## TO DO
In the Civil War page excerpt, how long ago does the text say the war concluded?

It was a war that shaped America more than any other in our history since the Revolutionary War, and its effects were perhaps even more far reaching. More lives were lost and more domestic property destroyed than in any other conflict in which this country has been involved. More, in fact, than in all other past struggles combined.

Much has been written about the Civil War since its conclusion nearly a century and a half ago; those five bloody years have proven a seemingly inexhaustible source and inspiration for films, novels, documentaries, and works of history. We are drawn to the period, and return to it ceaselessly, for we have come to acknowledge the war as the crucible in which the nation's identity was forged by fire, defining what the country was and what it would become. Harpers Ferry, Fort Sumter, Bull Run, Antietam, Gettysburg, Appomattox, Ford's Theatre—far more than names or places, they are epic moments in a drama of courage, sacrifice, and profound change.

## ROWS
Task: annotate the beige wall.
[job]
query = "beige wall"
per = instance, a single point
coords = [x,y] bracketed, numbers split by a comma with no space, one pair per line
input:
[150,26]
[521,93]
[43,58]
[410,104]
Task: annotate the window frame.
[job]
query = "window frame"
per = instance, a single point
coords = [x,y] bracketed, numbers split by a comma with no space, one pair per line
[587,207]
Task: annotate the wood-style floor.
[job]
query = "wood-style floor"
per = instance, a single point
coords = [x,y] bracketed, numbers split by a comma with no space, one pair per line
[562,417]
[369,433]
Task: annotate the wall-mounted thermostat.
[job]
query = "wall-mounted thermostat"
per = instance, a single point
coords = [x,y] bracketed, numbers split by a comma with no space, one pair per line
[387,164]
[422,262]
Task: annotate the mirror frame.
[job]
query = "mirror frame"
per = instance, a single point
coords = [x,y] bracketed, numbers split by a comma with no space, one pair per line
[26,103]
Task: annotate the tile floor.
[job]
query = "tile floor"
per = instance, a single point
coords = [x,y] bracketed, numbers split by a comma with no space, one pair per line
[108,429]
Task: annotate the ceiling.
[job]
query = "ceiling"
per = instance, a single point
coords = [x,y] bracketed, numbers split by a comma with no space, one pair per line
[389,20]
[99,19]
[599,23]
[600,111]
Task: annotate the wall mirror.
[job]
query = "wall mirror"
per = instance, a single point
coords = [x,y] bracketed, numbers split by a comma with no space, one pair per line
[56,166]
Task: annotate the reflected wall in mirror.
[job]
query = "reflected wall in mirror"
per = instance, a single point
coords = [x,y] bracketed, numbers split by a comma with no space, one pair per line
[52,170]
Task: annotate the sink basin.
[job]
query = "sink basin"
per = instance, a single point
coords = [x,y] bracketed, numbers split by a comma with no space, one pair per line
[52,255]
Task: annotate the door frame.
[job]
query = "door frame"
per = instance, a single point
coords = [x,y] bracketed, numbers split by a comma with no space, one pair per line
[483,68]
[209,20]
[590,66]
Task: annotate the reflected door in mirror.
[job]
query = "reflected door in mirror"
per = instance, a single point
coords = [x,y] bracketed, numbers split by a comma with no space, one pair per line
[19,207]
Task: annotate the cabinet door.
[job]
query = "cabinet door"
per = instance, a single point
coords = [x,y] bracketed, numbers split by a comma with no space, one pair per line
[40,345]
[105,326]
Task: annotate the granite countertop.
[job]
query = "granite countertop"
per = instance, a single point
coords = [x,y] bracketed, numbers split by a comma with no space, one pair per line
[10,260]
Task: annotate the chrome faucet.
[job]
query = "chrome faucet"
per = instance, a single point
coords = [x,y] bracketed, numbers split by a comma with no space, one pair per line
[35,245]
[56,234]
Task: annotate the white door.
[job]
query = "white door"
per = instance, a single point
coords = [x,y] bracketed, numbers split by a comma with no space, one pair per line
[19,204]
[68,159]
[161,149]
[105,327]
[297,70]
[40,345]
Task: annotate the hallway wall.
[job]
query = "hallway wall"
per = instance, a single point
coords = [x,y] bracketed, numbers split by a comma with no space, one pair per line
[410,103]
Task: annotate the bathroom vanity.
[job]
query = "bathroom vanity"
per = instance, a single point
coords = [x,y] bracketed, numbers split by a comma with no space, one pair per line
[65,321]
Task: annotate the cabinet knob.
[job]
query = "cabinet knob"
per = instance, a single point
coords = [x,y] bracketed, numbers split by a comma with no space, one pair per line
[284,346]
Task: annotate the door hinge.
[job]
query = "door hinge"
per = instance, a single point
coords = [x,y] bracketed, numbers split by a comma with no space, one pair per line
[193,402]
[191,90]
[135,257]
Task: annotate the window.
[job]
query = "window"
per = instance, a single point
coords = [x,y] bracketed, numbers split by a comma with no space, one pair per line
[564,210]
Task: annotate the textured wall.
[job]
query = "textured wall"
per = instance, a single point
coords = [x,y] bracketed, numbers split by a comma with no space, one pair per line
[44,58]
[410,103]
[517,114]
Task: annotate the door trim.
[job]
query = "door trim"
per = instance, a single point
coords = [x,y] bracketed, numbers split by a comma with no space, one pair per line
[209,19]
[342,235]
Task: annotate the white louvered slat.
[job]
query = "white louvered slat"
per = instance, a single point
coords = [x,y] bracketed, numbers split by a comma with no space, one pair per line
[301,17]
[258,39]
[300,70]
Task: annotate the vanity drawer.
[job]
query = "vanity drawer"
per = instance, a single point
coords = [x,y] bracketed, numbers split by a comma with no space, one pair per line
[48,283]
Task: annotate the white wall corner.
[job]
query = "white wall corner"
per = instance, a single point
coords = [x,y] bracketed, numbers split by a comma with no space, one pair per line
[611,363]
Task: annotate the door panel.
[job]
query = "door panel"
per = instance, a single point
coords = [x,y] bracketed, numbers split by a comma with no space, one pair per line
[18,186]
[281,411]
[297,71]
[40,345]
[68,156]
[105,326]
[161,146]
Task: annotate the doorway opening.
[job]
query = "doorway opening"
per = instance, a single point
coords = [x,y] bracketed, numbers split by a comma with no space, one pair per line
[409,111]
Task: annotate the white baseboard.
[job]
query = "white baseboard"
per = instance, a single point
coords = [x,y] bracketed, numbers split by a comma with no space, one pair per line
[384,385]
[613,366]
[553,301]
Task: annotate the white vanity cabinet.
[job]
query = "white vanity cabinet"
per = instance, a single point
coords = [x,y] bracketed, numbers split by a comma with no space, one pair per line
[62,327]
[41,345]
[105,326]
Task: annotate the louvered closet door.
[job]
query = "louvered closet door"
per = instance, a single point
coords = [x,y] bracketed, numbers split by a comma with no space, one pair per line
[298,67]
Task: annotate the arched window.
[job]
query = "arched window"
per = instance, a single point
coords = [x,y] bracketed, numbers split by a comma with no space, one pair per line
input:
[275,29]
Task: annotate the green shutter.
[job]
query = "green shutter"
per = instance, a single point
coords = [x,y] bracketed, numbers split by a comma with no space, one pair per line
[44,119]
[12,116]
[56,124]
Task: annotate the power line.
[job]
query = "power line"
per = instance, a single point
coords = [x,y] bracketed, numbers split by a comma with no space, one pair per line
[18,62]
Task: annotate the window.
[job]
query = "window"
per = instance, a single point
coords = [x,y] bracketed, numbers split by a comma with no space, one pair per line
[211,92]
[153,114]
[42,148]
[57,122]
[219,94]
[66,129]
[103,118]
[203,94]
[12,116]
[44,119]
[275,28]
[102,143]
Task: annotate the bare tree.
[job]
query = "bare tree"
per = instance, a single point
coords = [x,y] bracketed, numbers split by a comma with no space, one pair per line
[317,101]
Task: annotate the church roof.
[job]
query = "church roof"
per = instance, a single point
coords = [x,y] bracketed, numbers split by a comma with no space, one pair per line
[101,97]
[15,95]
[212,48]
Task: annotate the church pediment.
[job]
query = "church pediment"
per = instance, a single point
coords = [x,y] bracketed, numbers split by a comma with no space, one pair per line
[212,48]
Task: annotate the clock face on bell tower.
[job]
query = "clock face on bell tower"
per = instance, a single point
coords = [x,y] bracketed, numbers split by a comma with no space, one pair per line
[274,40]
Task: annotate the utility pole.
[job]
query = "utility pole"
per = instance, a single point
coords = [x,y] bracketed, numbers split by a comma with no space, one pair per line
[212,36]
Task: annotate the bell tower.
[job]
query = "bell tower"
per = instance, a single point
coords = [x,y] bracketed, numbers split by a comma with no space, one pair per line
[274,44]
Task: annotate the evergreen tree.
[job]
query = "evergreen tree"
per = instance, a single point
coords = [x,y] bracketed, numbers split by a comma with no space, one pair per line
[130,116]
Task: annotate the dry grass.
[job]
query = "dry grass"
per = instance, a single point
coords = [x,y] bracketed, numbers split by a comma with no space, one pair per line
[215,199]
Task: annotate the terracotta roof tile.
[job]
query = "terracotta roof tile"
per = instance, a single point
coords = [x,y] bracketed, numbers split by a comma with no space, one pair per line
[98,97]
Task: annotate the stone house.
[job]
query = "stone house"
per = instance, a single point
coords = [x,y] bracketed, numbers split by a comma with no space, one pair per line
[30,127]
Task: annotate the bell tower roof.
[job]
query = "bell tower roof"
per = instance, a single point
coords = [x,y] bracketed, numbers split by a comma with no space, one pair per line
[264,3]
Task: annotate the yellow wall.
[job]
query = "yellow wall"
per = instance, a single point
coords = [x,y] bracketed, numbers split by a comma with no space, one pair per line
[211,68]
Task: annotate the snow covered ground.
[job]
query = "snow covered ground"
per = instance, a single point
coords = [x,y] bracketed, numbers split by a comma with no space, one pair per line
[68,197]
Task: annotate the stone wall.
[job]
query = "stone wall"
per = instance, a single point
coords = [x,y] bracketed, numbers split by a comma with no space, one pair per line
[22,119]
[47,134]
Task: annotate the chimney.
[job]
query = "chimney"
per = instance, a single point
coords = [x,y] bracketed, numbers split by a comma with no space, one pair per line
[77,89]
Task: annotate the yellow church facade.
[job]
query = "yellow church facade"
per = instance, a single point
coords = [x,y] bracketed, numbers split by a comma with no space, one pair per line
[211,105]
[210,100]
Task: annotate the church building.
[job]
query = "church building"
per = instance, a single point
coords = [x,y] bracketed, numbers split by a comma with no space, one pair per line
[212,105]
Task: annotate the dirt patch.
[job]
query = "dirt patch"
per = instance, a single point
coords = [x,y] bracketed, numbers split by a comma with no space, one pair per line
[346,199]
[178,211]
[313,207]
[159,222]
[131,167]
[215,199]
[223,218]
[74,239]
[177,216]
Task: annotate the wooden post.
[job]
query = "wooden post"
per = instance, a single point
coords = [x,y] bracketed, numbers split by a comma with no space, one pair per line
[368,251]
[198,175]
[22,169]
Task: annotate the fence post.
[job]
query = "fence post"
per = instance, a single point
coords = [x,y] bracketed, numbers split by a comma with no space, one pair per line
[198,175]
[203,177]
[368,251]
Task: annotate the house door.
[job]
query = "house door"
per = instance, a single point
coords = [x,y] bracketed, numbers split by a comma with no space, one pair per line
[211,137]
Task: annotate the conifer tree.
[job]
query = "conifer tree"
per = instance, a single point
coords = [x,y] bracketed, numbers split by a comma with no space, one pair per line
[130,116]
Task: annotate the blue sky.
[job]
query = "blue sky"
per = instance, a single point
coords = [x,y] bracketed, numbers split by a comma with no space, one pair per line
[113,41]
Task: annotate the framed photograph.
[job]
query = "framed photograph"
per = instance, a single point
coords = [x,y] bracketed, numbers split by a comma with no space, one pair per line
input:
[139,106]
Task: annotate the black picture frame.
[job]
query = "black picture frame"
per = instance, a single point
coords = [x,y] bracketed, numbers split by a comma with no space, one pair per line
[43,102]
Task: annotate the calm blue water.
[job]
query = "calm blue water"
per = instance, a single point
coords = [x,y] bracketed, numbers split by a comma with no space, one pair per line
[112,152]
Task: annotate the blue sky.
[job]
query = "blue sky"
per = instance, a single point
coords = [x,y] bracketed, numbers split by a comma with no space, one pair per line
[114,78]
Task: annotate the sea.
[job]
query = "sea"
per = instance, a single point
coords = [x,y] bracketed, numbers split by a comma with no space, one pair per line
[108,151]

## THE SOLUTION
Nearly a century and a half ago.